** Begin Excerpt to read **
If you want to try to use Boxer, there is a bit of a user guide that includes a walkthrough of the use cases described in the papers. The system is open. However, if you just want to use the system, it is available online. The online system can load any of the example datasets from the paper (and includes view configurations to match the examples), but it also allows you to load your own data.

If you want to learn about Boxer, we recommend reading the papers and/or watching the videos to get the basic ideas. Then work through a use case or two using the sample data we provide in the online system.

This site has a brief introduction, videos, an online demo, and the beginnings of a user guide.

Boxer #

Boxer is a system for comparing the results of machine learning classifiers. Please see the EuroVis 2020 paper for a description. The Boxer system is available open source. The source repository is on GitHub. However, if you want to use the system, it is available online.
** End Excerpt to read **
### Exercise set
1. Decide whether each statement agrees with the Boxer text. Answer yes or no for each, and quote the words of the text that decide it.
(a) Boxer is a system for comparing the results of machine learning classifiers.
(b) The online system can load only the example datasets from the paper.
(c) The source repository for Boxer is on GitHub.
2. Rewrite the passage of the Boxer text from "If you want to try" to "your own data.", swapping "user guide" for "manual".
3. Write the next part of the Boxer text, starting after its last sentence.
** Begin Data provided **
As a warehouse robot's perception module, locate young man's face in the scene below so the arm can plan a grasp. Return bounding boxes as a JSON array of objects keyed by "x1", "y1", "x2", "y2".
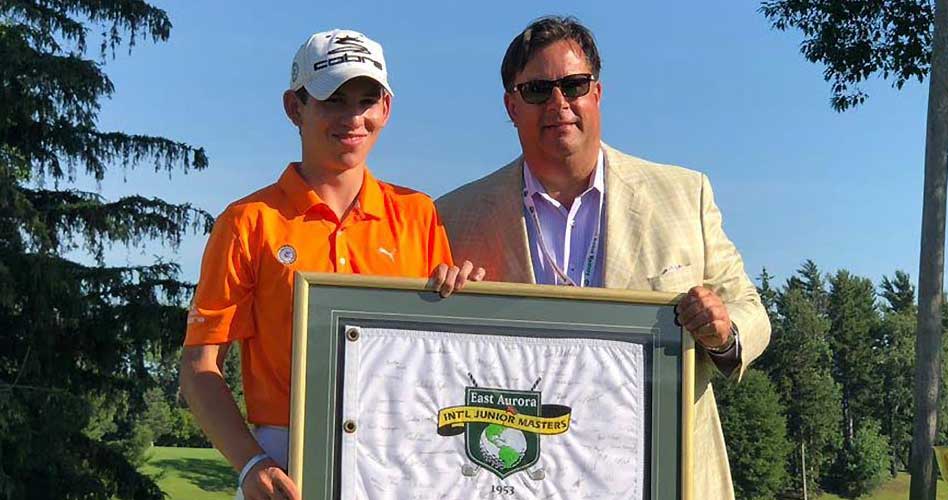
** End Data provided **
### Set of answers
1.
(a) Yes: "Boxer is a system for comparing the results of machine learning classifiers."
(b) No: "but it also allows you to load your own data."
(c) Yes: "The source repository is on GitHub."

2.
If you want to try to use Boxer, there is a bit of a manual that includes a walkthrough of the use cases described in the papers. The system is open. However, if you just want to use the system, it is available online. The online system can load any of the example datasets from the paper (and includes view configurations to match the examples), but it also allows you to load your own data.

3.
Motivation #

Machine learning practitioners often perform experiments that compare classification results. Users gather the results of different classifiers and/or data perturbations on a collection of testing examples. Results data are stored and analyzed for tasks such as model selection, hyper-parameter tuning, data quality assessment, fairness testing, and gaining insight about the underlying data. Classifier comparison experiments are typically evaluated by summary statistics of model performance, such as accuracy, F1, and related metrics. These aggregate measures provide for a quick summary, but not detailed examination. Examining performance on different subsets of data can provide insights into the models (e.g., to understand performance for future improvement), the data (e.g., to understand data quality issues to improve cleaning), or the underlying phenomena (e.g., to identify potential causal relationships). Making decisions solely on aggregated data can lead to missing important aspects of classifier performance. To perform such closer examination, practitioners rely on scripting and existing tools in their standard workflows. The lack of specific tooling makes the process laborious and comparisons challenging, limiting how often experiments are examined in detail.

Main Contribution #

Boxer is a comprehensive approach for interactive comparison of machine learning classifier results. It has been implemented in a prototype system. We show how Boxer enables users to perform a variety of tasks in assessing machine learning systems.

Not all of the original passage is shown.